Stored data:
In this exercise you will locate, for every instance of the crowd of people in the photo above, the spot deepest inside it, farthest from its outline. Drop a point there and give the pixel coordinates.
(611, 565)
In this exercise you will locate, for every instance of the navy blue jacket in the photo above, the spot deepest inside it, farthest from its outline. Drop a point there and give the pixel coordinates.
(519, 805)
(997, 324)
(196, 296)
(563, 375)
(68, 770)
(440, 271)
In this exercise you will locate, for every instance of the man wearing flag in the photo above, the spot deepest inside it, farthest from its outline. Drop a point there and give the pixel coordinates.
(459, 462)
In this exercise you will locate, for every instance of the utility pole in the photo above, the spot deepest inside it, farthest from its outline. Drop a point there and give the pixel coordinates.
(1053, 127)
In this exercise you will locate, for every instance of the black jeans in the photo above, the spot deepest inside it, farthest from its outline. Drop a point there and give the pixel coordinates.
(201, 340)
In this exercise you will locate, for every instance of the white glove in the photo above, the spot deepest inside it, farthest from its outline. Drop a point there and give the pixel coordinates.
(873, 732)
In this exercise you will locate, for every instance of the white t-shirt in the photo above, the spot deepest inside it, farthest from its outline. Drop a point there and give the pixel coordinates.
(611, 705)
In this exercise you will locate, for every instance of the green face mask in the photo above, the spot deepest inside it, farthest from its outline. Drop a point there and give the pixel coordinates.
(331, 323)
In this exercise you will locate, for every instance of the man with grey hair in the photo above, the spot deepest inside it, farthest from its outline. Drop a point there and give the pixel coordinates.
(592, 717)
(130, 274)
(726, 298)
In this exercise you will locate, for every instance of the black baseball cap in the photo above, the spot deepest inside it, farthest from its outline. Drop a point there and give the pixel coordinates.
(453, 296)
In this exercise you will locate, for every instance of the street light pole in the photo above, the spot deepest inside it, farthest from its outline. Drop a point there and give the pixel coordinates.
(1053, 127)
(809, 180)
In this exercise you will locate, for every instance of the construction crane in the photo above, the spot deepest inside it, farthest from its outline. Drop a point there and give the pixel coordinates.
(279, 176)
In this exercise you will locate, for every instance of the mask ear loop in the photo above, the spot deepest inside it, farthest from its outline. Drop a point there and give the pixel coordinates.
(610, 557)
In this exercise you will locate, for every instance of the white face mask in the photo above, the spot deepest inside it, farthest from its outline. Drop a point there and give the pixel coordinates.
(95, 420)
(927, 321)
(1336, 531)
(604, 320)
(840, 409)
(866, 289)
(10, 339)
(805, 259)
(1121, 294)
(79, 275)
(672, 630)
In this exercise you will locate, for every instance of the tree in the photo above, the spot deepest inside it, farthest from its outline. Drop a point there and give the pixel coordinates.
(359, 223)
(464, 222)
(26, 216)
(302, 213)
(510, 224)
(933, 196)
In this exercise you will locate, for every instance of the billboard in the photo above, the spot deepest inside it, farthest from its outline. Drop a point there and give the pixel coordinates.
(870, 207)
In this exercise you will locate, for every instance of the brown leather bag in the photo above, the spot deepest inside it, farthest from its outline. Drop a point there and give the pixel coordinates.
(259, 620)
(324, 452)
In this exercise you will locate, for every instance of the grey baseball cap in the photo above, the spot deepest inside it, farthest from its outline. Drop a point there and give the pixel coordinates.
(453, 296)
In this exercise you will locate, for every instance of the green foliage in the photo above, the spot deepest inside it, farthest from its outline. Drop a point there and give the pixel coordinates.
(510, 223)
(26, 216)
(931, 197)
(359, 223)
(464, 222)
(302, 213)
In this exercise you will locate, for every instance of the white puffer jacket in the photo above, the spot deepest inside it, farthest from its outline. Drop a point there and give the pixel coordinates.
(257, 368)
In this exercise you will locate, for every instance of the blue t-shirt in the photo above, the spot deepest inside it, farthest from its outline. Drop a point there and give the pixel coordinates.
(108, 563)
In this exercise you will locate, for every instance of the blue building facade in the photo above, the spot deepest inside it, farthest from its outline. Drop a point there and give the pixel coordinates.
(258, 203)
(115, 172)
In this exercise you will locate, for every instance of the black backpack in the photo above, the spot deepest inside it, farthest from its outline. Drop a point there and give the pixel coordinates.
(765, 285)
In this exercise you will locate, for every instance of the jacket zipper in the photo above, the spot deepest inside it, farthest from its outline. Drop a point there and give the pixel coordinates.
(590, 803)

Directive >>
Rewrite the part that opens with the line containing "of the jacket" and closes with the end of the material, keeping every line. Multiply each pixel coordinate in the answers by 0.75 and round the results to whole numbers, rounding halves up.

Completed task >>
In this exercise you will locate, for every instance of the jacket zipper in the photo above, the spot deepest inside it, farthest from its outline. Drop a point there and give the pixel coordinates.
(443, 602)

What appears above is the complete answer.